* [REQUIRED TASK 1]: In the forum thread about the hand tool project, what did Brink use instead of sanding?
* [REQUIRED TASK 2]: In the records, update the lines from the line with "Trace green grass." up to and including the line with "[249,54,281,75]" by replacing "gray vest" with "dark vest", leaving everything else unchanged. Give only those lines.

** BEGIN PROVIDED TEXT **

# Special Hand Tool Only Project



## Brink (Jan 4, 2014)

Back in November, we had a family event that included too many visitors, who stayed too long.

To clear my mind, and find a little solitude, shop dog and I headed to the woodshop.

Not being one to make noise, and interrupt our house guests constant viewing of reality shows, this project jumped out at me. Let's go from rough cut to finished product without power tools.

Many years ago, I gave Moma B a vanity. Since then, the top is pretty well worn, and the drawer is blown out in three directions. Wonderful woman, but she can break an anvil.

Anyhoo, the wrought iron legs on the vanity still look good, so here's the rebuild.

Reactions: Like 6


----------



## Brink (Jan 4, 2014)



Reactions: Like 3


----------



## Brink (Jan 4, 2014)

Scrub planed


 
Smoothed.

Reactions: Like 3


----------



## Brink (Jan 4, 2014)

Vanity top is done.

Reactions: Like 2


----------



## Brink (Jan 4, 2014)

A little decorative edge...

Reactions: Like 9


----------



## ironman123 (Jan 4, 2014)

You can't stop now. No time-out, no breaks. Looks good so far. Waiting for the next episode.

Ray

Reactions: Like 1


----------



## Blueglass (Jan 4, 2014)

Love it! I've come to really prefer working with hand tools. I still have a lot to learn though.

Reactions: Like 1


----------



## Brink (Jan 4, 2014)

Same thing...
Cut, rip scrub and smooth.
Drawer time 


 


 
Next up, some fun with Stanley 45


----------



## Brink (Jan 4, 2014)

Drawer front, beaded, carved and stained.

Reactions: Like 1


----------



## Brink (Jan 4, 2014)

With a quick change, the 45 goes from beading to cutting grooves.

Reactions: Like 3


----------



## Kevin (Jan 4, 2014)

This is a sharp build. Impressive work. Hand sandng too?


----------



## Brink (Jan 4, 2014)



Reactions: Like 8


----------



## Brink (Jan 4, 2014)

Kevin said:


> This is a sharp build. Impressive work. Hand sandng too?



No sanding. Used scraper plane.

Reactions: Like 1


----------



## Kevin (Jan 4, 2014)

Scraping is better.

Reactions: Like 1


----------



## Kevin (Jan 4, 2014)

Nice half blinds Brink that's really good work.

Reactions: Like 2


----------



## Brink (Jan 4, 2014)

Ready for workout?

** END PROVIDED TEXT **
** BEGIN DATA ROWS **

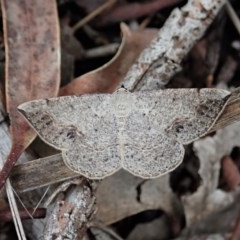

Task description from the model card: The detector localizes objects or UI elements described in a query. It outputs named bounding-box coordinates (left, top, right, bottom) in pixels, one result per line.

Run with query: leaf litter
left=2, top=1, right=239, bottom=239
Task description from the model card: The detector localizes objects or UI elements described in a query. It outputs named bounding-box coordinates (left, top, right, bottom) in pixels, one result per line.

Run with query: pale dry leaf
left=19, top=88, right=231, bottom=179
left=182, top=123, right=240, bottom=225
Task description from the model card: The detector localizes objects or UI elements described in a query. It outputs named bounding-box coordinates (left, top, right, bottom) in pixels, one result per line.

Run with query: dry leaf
left=182, top=123, right=240, bottom=225
left=96, top=170, right=183, bottom=229
left=60, top=24, right=156, bottom=95
left=0, top=0, right=60, bottom=188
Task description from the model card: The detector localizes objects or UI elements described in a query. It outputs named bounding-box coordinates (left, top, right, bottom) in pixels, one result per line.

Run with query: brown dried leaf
left=94, top=170, right=183, bottom=229
left=182, top=123, right=240, bottom=226
left=60, top=24, right=157, bottom=95
left=0, top=0, right=60, bottom=188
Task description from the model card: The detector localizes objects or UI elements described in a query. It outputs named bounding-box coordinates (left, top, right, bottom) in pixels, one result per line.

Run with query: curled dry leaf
left=182, top=123, right=240, bottom=225
left=96, top=170, right=183, bottom=230
left=60, top=24, right=157, bottom=95
left=0, top=0, right=60, bottom=188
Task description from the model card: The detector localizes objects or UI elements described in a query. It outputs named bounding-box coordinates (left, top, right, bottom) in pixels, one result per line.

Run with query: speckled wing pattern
left=19, top=88, right=230, bottom=179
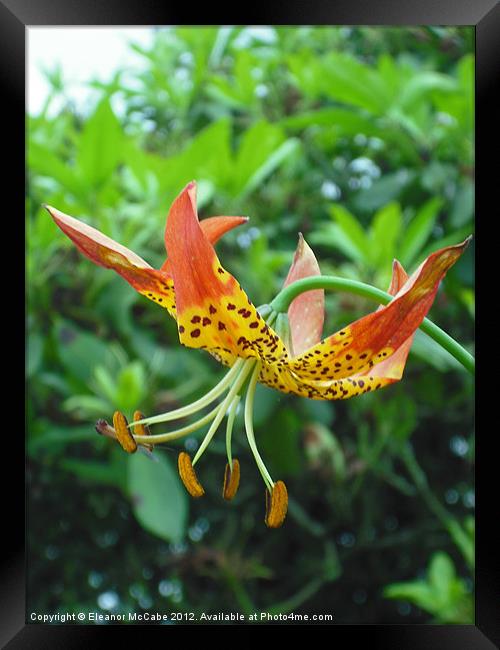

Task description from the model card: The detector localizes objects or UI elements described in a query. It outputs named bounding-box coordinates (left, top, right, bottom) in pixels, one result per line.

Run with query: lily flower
left=46, top=182, right=468, bottom=528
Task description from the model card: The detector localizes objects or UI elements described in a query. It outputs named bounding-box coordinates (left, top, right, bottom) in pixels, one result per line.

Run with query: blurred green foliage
left=26, top=27, right=474, bottom=623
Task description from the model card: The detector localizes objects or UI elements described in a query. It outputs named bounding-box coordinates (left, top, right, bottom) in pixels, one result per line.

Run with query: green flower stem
left=271, top=275, right=476, bottom=374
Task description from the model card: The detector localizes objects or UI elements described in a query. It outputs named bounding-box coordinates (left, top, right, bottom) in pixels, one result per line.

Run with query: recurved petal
left=45, top=205, right=175, bottom=318
left=268, top=239, right=469, bottom=392
left=284, top=233, right=325, bottom=355
left=165, top=182, right=286, bottom=361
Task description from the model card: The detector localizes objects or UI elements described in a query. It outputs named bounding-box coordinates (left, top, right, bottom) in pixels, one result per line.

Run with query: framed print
left=0, top=0, right=500, bottom=649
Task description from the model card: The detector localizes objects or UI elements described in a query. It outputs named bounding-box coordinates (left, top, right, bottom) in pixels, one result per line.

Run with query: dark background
left=27, top=27, right=474, bottom=623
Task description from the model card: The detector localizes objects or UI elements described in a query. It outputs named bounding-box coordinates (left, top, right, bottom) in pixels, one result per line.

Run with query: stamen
left=134, top=406, right=219, bottom=445
left=131, top=359, right=246, bottom=426
left=134, top=411, right=153, bottom=451
left=177, top=451, right=205, bottom=499
left=226, top=395, right=240, bottom=467
left=113, top=411, right=137, bottom=454
left=222, top=458, right=240, bottom=501
left=193, top=359, right=255, bottom=466
left=95, top=419, right=116, bottom=440
left=245, top=362, right=274, bottom=490
left=265, top=481, right=288, bottom=528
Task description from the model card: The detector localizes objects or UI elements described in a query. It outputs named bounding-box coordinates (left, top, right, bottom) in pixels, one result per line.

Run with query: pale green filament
left=129, top=359, right=246, bottom=429
left=193, top=359, right=255, bottom=467
left=245, top=362, right=274, bottom=492
left=134, top=406, right=219, bottom=445
left=226, top=395, right=240, bottom=471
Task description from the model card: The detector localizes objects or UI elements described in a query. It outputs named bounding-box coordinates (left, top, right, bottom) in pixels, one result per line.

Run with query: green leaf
left=232, top=121, right=298, bottom=196
left=261, top=410, right=303, bottom=477
left=398, top=71, right=457, bottom=111
left=77, top=98, right=123, bottom=188
left=330, top=204, right=371, bottom=264
left=428, top=552, right=455, bottom=594
left=27, top=422, right=97, bottom=456
left=448, top=517, right=475, bottom=569
left=26, top=332, right=44, bottom=377
left=370, top=202, right=403, bottom=268
left=353, top=169, right=415, bottom=212
left=399, top=197, right=443, bottom=267
left=411, top=330, right=460, bottom=372
left=128, top=452, right=188, bottom=542
left=59, top=449, right=127, bottom=490
left=28, top=139, right=85, bottom=197
left=449, top=178, right=474, bottom=228
left=55, top=320, right=113, bottom=383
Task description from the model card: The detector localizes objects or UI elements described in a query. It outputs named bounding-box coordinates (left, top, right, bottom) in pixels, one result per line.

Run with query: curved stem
left=128, top=359, right=245, bottom=429
left=245, top=361, right=274, bottom=492
left=193, top=359, right=255, bottom=467
left=271, top=275, right=476, bottom=374
left=132, top=406, right=219, bottom=445
left=226, top=395, right=240, bottom=471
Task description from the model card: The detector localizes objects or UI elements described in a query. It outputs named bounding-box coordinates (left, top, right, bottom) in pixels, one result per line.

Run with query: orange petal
left=165, top=182, right=286, bottom=361
left=45, top=205, right=175, bottom=318
left=283, top=233, right=325, bottom=355
left=270, top=240, right=469, bottom=390
left=161, top=217, right=248, bottom=276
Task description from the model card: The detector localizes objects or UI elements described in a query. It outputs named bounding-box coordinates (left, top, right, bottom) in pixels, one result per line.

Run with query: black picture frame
left=5, top=0, right=500, bottom=650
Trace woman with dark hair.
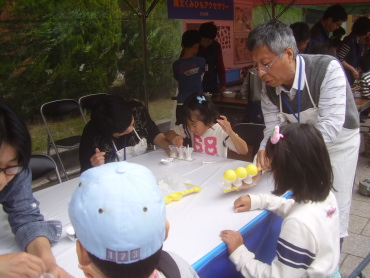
[197,21,226,94]
[0,103,71,278]
[220,123,340,278]
[79,95,170,172]
[337,16,370,85]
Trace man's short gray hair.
[247,19,299,59]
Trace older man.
[247,20,360,244]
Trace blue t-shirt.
[172,56,206,103]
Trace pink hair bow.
[271,126,284,144]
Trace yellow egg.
[235,167,248,179]
[223,170,236,181]
[245,164,258,176]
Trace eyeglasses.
[249,53,283,75]
[0,165,23,176]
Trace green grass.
[28,99,173,153]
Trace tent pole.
[140,0,149,109]
[271,1,276,19]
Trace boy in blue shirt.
[172,30,206,125]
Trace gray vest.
[266,54,360,129]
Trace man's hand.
[217,115,233,135]
[234,195,251,212]
[171,135,184,148]
[90,148,105,167]
[220,230,243,254]
[257,150,270,171]
[46,264,73,278]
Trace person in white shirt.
[247,20,360,245]
[166,94,248,157]
[220,123,340,278]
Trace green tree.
[119,1,182,100]
[0,0,121,116]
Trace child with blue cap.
[68,162,198,278]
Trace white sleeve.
[173,124,186,138]
[229,220,315,278]
[317,60,347,144]
[249,194,294,218]
[260,84,280,150]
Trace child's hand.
[217,115,233,135]
[171,135,184,148]
[234,195,251,212]
[220,230,243,254]
[90,148,105,167]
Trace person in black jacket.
[79,95,170,172]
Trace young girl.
[166,95,248,157]
[0,103,72,278]
[220,123,340,278]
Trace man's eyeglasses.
[334,22,342,28]
[0,165,23,176]
[249,54,281,75]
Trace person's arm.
[342,61,360,80]
[0,168,71,278]
[26,237,72,278]
[337,37,359,80]
[234,194,294,218]
[0,252,46,278]
[131,101,161,144]
[220,219,316,278]
[317,60,347,145]
[217,116,248,154]
[153,132,171,154]
[257,87,280,171]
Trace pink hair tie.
[271,126,284,144]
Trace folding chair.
[40,99,83,180]
[29,153,62,183]
[228,123,265,162]
[78,94,107,124]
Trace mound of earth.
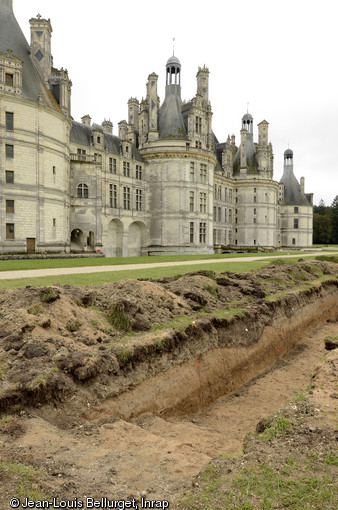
[0,261,337,412]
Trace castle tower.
[29,14,53,85]
[280,149,313,248]
[196,66,209,103]
[147,73,158,141]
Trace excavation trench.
[86,281,338,421]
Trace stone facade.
[0,0,312,257]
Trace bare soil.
[0,262,338,509]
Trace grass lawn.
[0,255,322,289]
[0,248,334,271]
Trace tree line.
[313,195,338,244]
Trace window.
[5,73,14,87]
[6,112,14,131]
[200,223,206,243]
[190,163,195,182]
[77,149,86,161]
[123,161,130,177]
[6,200,14,214]
[136,165,142,181]
[189,221,194,243]
[136,189,142,211]
[77,183,89,198]
[200,192,207,213]
[6,144,14,158]
[109,184,117,209]
[200,163,207,184]
[123,186,130,210]
[195,117,202,135]
[189,191,195,212]
[6,170,14,184]
[6,223,14,239]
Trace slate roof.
[158,85,187,140]
[0,0,61,111]
[280,165,311,206]
[233,133,258,175]
[70,120,144,161]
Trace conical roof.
[280,167,311,206]
[0,0,57,107]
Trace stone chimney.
[81,115,92,127]
[102,120,113,135]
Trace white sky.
[13,0,338,205]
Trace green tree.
[313,213,332,244]
[330,195,338,244]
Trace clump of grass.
[268,259,290,266]
[66,319,81,333]
[325,452,338,467]
[27,305,43,315]
[0,355,9,381]
[41,289,60,303]
[116,347,133,366]
[259,416,291,441]
[0,459,50,501]
[316,255,338,264]
[203,284,218,299]
[107,303,131,332]
[154,338,166,352]
[292,391,307,402]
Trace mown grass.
[181,458,338,510]
[0,259,272,289]
[0,253,336,289]
[0,252,332,271]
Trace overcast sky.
[13,0,338,205]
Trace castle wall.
[0,93,69,253]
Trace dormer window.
[5,73,14,87]
[0,50,23,94]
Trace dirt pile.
[0,261,337,412]
[0,261,338,509]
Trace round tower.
[166,54,181,92]
[242,113,253,135]
[284,149,293,167]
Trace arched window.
[77,183,89,198]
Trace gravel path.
[0,251,329,280]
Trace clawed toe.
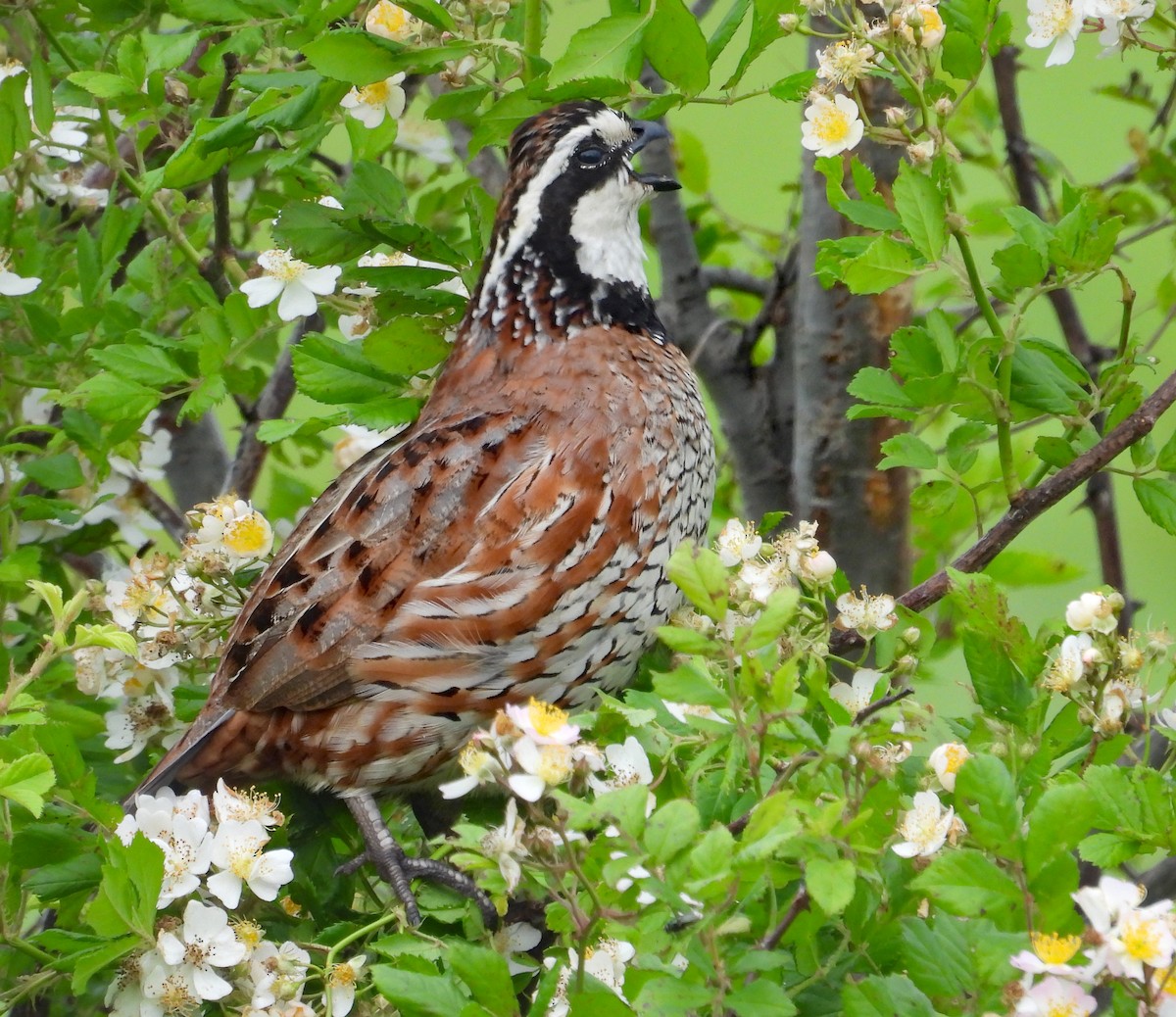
[335,795,499,931]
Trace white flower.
[490,922,543,975]
[801,95,865,157]
[371,0,419,40]
[662,700,730,724]
[1016,976,1099,1017]
[829,668,882,718]
[123,788,213,907]
[507,737,572,801]
[739,555,793,605]
[482,799,528,893]
[816,39,876,88]
[890,4,947,49]
[834,587,899,639]
[1070,876,1145,936]
[105,693,178,763]
[249,936,313,1012]
[927,742,971,792]
[588,735,654,795]
[187,495,274,562]
[506,699,580,746]
[890,792,955,858]
[339,72,408,127]
[0,247,41,296]
[715,518,763,568]
[241,249,342,321]
[1042,633,1093,693]
[213,778,286,827]
[1025,0,1083,67]
[543,940,637,1017]
[327,953,367,1017]
[157,900,246,999]
[1089,0,1156,47]
[208,819,294,907]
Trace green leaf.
[445,940,518,1015]
[666,545,727,622]
[0,752,57,816]
[910,848,1022,917]
[1131,477,1176,534]
[547,12,655,86]
[841,975,935,1017]
[768,71,816,102]
[371,964,466,1017]
[645,799,702,863]
[894,163,947,261]
[67,71,139,99]
[364,317,449,377]
[843,236,921,294]
[293,334,400,404]
[20,452,86,490]
[641,0,710,96]
[1024,783,1096,878]
[805,858,858,915]
[955,754,1021,858]
[900,917,977,997]
[878,431,940,469]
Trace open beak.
[629,120,682,190]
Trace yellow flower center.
[328,964,355,989]
[1029,933,1082,964]
[360,81,388,106]
[527,700,568,739]
[223,512,270,557]
[1119,918,1160,968]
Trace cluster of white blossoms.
[0,60,116,210]
[106,781,365,1017]
[780,0,947,158]
[1041,592,1169,737]
[1009,876,1176,1017]
[1025,0,1156,67]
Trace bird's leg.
[347,794,421,925]
[335,795,499,930]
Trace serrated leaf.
[878,431,940,469]
[645,799,702,863]
[641,0,710,96]
[894,163,948,261]
[547,12,654,86]
[1131,477,1176,534]
[805,858,858,915]
[0,752,57,816]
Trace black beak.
[629,120,682,190]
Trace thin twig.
[829,372,1176,654]
[223,313,322,499]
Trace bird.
[127,100,715,924]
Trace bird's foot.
[335,795,499,931]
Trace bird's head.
[467,100,678,336]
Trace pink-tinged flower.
[157,900,246,999]
[241,249,342,321]
[1016,976,1099,1017]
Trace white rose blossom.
[241,249,342,321]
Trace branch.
[993,46,1135,633]
[829,372,1176,654]
[223,313,322,500]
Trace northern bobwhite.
[128,101,715,921]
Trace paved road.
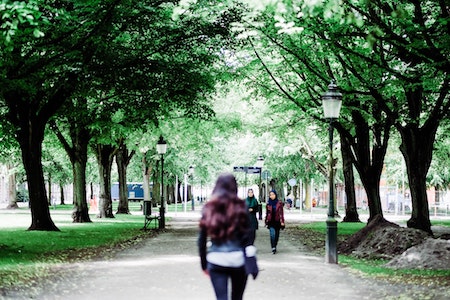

** END DATA ROWS **

* [TASK OUTPUT 1]: A scraper plane.

* [TASK OUTPUT 2]:
Trace green grass.
[28,99,173,153]
Trace tent pole.
[140,0,149,109]
[271,1,276,19]
Trace boy in blue shirt.
[172,30,206,125]
Trace dark vest.
[266,54,360,129]
Trace man's hand.
[217,115,233,135]
[234,195,251,212]
[171,135,184,148]
[90,148,105,167]
[220,230,243,254]
[257,150,270,171]
[46,264,73,278]
Trace person in white shirt.
[247,20,360,245]
[166,94,248,157]
[220,123,340,278]
Trace green tree.
[119,1,182,100]
[0,0,121,116]
Trace child with blue cap.
[68,162,198,278]
Trace white sleeve.
[173,124,186,138]
[229,220,315,278]
[317,60,347,144]
[249,194,294,218]
[260,84,280,150]
Trace child's hand.
[217,115,233,135]
[171,135,184,148]
[234,195,251,212]
[220,230,243,254]
[90,148,105,167]
Trace person in black jacket.
[79,95,170,172]
Trace young girl.
[166,95,248,157]
[0,103,72,278]
[220,123,340,278]
Trace man's eyeglasses.
[334,22,342,28]
[0,165,23,176]
[249,54,281,75]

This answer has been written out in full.